Write out exactly the lines below that run from the one containing "Query: pink fabric hanging" through the one containing "Query: dry brown grass", both included, with no other lines.

BEGIN Input for this task

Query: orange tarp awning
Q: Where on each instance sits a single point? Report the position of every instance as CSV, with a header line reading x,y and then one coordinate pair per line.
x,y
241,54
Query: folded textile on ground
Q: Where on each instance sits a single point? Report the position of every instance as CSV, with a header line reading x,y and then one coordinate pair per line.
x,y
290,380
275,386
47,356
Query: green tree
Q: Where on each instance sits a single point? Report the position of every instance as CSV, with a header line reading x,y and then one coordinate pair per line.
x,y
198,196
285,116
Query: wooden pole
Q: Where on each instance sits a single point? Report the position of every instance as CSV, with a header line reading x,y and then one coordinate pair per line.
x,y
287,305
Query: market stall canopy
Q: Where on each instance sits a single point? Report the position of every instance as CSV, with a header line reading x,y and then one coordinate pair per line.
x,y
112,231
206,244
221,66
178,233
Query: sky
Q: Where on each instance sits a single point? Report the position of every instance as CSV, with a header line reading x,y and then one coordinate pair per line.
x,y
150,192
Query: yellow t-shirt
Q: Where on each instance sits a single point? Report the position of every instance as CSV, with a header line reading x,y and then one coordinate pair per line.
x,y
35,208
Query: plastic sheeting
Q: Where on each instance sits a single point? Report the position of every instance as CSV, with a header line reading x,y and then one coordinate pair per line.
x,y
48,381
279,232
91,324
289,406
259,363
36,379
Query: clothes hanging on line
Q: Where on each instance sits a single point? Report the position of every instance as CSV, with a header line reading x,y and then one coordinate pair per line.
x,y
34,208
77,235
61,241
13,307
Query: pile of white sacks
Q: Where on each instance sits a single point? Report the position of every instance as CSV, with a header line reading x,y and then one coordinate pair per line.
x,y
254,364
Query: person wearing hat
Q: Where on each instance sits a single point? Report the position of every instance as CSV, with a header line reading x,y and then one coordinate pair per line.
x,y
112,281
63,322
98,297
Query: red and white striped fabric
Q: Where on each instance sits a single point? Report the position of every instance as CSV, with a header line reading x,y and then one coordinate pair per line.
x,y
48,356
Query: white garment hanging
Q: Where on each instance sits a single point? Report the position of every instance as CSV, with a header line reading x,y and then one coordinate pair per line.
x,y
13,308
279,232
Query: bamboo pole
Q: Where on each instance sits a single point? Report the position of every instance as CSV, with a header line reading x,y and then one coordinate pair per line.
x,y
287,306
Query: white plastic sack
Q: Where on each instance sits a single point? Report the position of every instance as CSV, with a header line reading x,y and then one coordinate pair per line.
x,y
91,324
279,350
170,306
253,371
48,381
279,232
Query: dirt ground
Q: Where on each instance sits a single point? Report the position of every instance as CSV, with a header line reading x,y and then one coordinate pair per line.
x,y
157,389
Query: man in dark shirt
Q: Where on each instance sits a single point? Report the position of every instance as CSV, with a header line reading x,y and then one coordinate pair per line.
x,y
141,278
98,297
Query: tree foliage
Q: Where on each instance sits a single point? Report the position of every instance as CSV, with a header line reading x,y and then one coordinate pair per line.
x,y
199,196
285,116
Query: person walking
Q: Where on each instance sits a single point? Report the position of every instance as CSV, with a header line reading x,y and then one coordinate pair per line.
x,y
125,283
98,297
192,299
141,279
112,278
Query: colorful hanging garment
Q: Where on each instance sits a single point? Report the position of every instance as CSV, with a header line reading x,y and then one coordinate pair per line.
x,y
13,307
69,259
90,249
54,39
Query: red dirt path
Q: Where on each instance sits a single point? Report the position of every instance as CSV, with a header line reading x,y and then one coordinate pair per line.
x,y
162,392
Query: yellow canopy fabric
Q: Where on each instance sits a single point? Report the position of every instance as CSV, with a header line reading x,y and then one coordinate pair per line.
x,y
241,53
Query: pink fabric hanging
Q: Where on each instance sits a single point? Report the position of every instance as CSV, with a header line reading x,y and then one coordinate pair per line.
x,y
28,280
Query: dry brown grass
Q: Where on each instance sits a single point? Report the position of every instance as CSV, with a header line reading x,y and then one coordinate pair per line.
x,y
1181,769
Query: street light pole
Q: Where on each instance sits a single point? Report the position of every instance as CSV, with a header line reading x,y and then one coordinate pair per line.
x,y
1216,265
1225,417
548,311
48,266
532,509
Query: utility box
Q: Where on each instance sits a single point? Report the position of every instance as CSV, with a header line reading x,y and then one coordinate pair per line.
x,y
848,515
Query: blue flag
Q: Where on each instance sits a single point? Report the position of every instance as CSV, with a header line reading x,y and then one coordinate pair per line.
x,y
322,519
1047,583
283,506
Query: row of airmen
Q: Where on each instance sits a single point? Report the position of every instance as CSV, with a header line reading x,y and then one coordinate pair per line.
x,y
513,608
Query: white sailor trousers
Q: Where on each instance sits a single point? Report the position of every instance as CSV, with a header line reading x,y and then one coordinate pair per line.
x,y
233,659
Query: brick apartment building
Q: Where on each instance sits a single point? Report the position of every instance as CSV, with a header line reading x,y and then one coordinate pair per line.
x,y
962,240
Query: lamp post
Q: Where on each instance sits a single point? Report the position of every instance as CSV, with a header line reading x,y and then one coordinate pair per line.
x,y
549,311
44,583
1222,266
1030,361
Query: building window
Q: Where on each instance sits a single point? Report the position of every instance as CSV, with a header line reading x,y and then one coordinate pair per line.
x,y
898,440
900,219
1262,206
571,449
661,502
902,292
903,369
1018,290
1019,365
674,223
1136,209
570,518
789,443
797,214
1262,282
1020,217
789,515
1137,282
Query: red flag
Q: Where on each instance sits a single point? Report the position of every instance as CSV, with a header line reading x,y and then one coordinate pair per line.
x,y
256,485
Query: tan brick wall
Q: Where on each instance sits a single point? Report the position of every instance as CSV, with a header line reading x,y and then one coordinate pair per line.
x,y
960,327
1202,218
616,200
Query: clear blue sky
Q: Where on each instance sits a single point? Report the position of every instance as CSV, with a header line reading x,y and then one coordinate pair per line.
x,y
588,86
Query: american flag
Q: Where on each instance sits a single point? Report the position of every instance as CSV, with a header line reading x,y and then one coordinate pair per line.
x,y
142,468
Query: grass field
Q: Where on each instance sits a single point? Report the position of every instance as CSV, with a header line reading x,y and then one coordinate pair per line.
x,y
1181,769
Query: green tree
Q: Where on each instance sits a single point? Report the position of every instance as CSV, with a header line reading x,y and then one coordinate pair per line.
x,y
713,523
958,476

END Input for this task

> **Exercise output**:
Query: pink fabric hanging
Q: Where on each instance sits a single point? Report the position of every instance as CSV, with a header line reading x,y and then one coordinate pair per line.
x,y
28,280
Query: dry brown grass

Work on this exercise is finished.